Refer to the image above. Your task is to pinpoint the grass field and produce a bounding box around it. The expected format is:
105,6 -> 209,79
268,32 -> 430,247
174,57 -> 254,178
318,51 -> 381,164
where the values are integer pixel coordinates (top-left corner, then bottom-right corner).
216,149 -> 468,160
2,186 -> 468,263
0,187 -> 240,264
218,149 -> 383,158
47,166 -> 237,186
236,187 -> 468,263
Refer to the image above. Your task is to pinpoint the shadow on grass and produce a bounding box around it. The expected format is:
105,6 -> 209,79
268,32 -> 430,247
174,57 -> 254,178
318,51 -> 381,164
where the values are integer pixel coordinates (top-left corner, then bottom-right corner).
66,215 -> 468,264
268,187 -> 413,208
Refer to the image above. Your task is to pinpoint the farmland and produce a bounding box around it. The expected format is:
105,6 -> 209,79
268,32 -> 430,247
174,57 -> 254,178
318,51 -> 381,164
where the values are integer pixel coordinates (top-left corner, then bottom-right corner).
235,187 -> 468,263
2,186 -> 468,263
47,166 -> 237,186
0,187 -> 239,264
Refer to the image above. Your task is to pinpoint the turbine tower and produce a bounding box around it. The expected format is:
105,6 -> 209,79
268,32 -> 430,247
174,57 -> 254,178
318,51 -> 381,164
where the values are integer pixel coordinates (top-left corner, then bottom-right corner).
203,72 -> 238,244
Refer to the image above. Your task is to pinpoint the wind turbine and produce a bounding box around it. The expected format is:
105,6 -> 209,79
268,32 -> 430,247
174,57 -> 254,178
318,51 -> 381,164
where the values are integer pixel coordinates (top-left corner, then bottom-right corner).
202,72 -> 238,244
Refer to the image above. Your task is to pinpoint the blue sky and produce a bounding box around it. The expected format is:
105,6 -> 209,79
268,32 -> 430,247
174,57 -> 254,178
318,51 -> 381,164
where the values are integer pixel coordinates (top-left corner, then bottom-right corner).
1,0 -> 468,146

**Your objective**
For each line above that carries the word "grass", copy it out.

**Task result**
Refer to the image above. Your task is to pinpoint the grass field and produce a bounding box around it. The expected format is:
Refer to the image above. Your task is to pinpoint the shadow on grass and produce a bounding box around it. The expected format is:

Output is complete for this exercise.